• **Stated task**
Render every line below as a Markdown table with two columns, Row and Text: the row number goes in Row and the line itself in Text. Skip blank lines and leave the pictures out of the table.
########
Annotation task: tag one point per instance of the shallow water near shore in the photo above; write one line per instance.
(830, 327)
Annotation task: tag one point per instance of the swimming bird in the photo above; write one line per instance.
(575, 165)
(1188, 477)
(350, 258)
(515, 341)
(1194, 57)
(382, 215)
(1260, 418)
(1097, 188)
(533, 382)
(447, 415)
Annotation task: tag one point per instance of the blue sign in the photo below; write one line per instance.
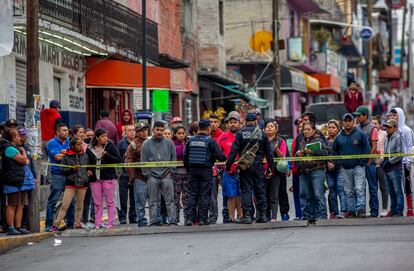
(366, 33)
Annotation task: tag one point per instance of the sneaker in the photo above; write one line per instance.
(285, 217)
(13, 231)
(23, 231)
(388, 214)
(245, 220)
(333, 216)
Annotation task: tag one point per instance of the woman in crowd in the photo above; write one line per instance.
(180, 175)
(102, 151)
(17, 180)
(168, 133)
(76, 181)
(382, 136)
(332, 172)
(279, 148)
(312, 174)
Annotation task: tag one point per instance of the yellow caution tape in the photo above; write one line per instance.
(295, 159)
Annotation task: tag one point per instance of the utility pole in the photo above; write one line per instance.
(403, 49)
(144, 53)
(276, 59)
(32, 87)
(369, 74)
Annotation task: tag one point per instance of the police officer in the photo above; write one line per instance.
(252, 178)
(199, 156)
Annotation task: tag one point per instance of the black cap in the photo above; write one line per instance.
(11, 122)
(141, 125)
(347, 116)
(251, 116)
(204, 124)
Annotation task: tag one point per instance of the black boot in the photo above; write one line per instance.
(261, 217)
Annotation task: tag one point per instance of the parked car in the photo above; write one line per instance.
(326, 111)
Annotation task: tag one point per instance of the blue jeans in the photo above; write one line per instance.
(332, 180)
(394, 183)
(313, 193)
(140, 197)
(57, 187)
(371, 173)
(354, 185)
(296, 195)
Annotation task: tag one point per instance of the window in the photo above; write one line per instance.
(221, 17)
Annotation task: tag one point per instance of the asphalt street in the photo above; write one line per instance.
(310, 248)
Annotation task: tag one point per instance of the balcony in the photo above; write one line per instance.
(104, 21)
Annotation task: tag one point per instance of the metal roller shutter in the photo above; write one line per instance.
(20, 92)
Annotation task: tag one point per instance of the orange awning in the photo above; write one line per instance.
(121, 74)
(328, 84)
(390, 72)
(312, 84)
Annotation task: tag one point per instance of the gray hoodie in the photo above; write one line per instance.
(406, 134)
(157, 150)
(393, 144)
########
• **Written answer**
| Row | Text |
|---|---|
| 1 | Annotation task: tag one point per instance of the shallow water near shore in the photo above; write one line per instance. |
| 2 | (830, 327) |
| 3 | Annotation task: tag one point per instance of the swimming bird in the photo above; write one line per instance. |
| 4 | (575, 165) |
| 5 | (1188, 477) |
| 6 | (350, 258) |
| 7 | (515, 341) |
| 8 | (1194, 57) |
| 9 | (382, 215) |
| 10 | (1260, 418) |
| 11 | (1097, 188) |
| 12 | (533, 382) |
| 13 | (447, 415) |
| 14 | Annotation task: tag one point per instance of the blue sign in the photo below; write one line per instance. |
| 15 | (366, 33) |
| 16 | Annotation task: tag one point per instance of the sneaker in the photo above; write one line per instance. |
| 17 | (285, 217) |
| 18 | (13, 231) |
| 19 | (23, 231) |
| 20 | (388, 214) |
| 21 | (245, 220) |
| 22 | (333, 216) |
| 23 | Annotation task: tag one point per instance of the woman in crowd in the photo above; write one line per instance. |
| 24 | (180, 175) |
| 25 | (102, 151) |
| 26 | (17, 180) |
| 27 | (168, 133) |
| 28 | (76, 181) |
| 29 | (382, 136) |
| 30 | (332, 172) |
| 31 | (279, 148) |
| 32 | (312, 174) |
| 33 | Annotation task: tag one point per instance of the yellow caution tape in the photo above; write one line per instance. |
| 34 | (295, 159) |
| 35 | Annotation task: tag one point per instance of the utility pole in the photo above; write one line per instance. |
| 36 | (403, 49) |
| 37 | (144, 53) |
| 38 | (276, 59) |
| 39 | (32, 87) |
| 40 | (369, 74) |
| 41 | Annotation task: tag one point per instance of the police officer in the photo above; write one line per instance. |
| 42 | (252, 178) |
| 43 | (199, 156) |
| 44 | Annotation task: tag one point per instance of the black cap in the photo above; write one line per instance. |
| 45 | (11, 122) |
| 46 | (141, 125) |
| 47 | (347, 116) |
| 48 | (251, 116) |
| 49 | (204, 124) |
| 50 | Annotation task: tag one point per instance of the black boot in the photo above; write one line per instance. |
| 51 | (261, 217) |
| 52 | Annotation task: tag one point per instance of the parked car in the photo above; write one line per instance. |
| 53 | (326, 111) |
| 54 | Annotation task: tag one point per instance of the blue jeans in the photo above; write one line per instance. |
| 55 | (332, 180) |
| 56 | (394, 183) |
| 57 | (313, 193) |
| 58 | (140, 197) |
| 59 | (57, 187) |
| 60 | (371, 173) |
| 61 | (354, 185) |
| 62 | (296, 195) |
| 63 | Annotation task: tag one point per instance of the window in the photo above; write one line per instance. |
| 64 | (221, 17) |
| 65 | Annotation task: tag one point per instance of the asphalt street in the photo above; write one line per instance. |
| 66 | (310, 248) |
| 67 | Annotation task: tag one point per instance of the balcony in the photo above; write one line per instance. |
| 68 | (104, 21) |
| 69 | Annotation task: tag one point per instance of the metal roller shutter in the photo above; write one line per instance. |
| 70 | (20, 92) |
| 71 | Annotation task: tag one point per instance of the orange awning in the photo above; write one line per instance. |
| 72 | (121, 74) |
| 73 | (328, 84) |
| 74 | (390, 72) |
| 75 | (312, 84) |
| 76 | Annotation task: tag one point per instance of the gray hoodie in the photo above; write one line per instance. |
| 77 | (406, 134) |
| 78 | (157, 150) |
| 79 | (393, 144) |